→ Task to carry out:
Start at the line that contains "of the radar" in the listing below and extract every line through the last, exactly; leave pictures out.

>> begin Data entries

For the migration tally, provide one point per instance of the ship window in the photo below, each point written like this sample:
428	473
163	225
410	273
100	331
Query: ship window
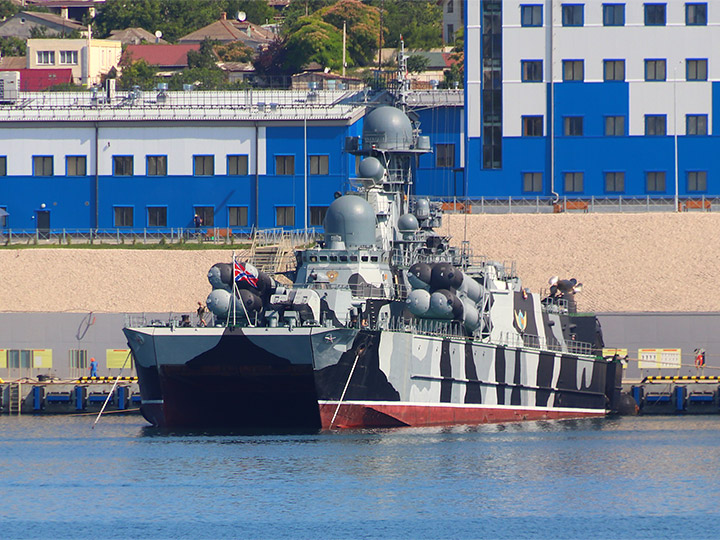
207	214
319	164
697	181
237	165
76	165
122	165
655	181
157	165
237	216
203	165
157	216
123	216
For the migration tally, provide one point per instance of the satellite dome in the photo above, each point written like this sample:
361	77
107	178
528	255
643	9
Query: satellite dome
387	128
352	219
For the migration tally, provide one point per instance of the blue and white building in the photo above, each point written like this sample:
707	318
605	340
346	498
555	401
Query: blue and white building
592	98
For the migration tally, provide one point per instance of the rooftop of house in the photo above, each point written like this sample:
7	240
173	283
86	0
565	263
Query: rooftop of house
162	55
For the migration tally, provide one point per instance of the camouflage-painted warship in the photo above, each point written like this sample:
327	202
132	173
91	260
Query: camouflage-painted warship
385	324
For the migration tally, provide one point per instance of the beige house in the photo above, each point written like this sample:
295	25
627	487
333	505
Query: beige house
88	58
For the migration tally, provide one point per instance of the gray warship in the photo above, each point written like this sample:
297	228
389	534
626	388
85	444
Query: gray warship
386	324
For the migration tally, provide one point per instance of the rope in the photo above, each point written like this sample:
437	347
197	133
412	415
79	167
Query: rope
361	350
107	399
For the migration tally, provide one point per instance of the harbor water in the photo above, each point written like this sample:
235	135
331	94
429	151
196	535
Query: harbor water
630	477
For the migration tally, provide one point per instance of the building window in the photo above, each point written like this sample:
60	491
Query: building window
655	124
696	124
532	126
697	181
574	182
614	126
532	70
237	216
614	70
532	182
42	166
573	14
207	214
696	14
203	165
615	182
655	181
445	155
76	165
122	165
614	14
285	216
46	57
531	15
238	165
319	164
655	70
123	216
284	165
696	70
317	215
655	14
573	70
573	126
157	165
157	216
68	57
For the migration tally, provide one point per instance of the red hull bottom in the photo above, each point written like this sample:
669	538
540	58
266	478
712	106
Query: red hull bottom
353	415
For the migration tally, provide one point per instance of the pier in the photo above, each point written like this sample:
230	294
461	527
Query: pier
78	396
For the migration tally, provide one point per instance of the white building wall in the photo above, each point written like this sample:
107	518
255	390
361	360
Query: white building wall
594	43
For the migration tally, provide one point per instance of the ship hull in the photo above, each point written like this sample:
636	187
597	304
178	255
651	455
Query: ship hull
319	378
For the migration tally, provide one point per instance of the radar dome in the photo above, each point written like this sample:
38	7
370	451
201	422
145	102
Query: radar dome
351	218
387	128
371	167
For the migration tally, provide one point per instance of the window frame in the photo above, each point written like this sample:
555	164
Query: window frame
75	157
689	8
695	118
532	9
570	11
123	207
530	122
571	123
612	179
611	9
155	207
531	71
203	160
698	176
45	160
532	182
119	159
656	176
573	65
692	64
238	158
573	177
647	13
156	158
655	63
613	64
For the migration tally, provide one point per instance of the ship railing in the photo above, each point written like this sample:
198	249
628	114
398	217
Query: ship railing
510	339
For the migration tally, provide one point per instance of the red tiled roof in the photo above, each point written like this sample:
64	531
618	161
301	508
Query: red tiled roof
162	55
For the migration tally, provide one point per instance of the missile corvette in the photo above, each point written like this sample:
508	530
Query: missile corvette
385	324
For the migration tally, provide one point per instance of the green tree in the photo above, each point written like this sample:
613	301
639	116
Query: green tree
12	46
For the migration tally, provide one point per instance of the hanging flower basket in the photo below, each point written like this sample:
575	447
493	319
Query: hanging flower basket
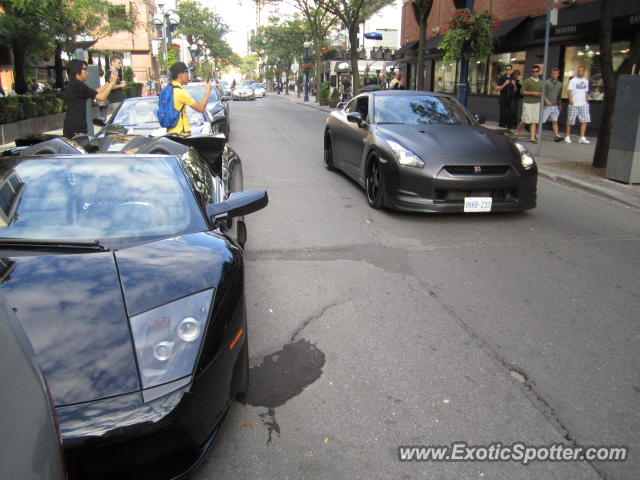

>> end Data entries

→ Written answer:
For the migration tally, provide one point per instance of the radar dome in the photo above, each point written like this sample:
38	7
370	451
201	422
145	102
Query: radar dome
351	218
387	128
371	167
For the migration tally, provide one point per instance of the window frame in the photo above, each point written like this sample:
555	164
Query: window frame
75	157
689	8
695	118
532	9
570	11
123	207
530	122
571	123
612	179
611	9
155	207
531	71
203	160
698	176
45	160
532	182
119	159
656	176
573	65
692	64
238	158
573	177
647	13
156	158
655	63
613	64
For the migration tally, provide one point per instance of the ship railing in the photo above, each point written like this sample:
198	249
628	114
398	217
Query: ship railing
510	339
For the migration tally, provide one point per instance of the red tiled roof in the photo above, each point written like this sample:
64	531
618	161
301	508
Query: red tiled roof
162	55
For the migration tally, provide one point per instance of the missile corvette in the photo above, each point written like this sample:
508	530
Query: missile corvette
385	324
For the migration tally, provide one point per instance of the green tree in the photo above, each point written like this sample:
613	301
639	116
Query: green tree
12	46
For the migration tally, provide one point per instance of the hanging flower basket in the photo below, each point written like this sample:
575	447
493	319
Query: hanging flower basket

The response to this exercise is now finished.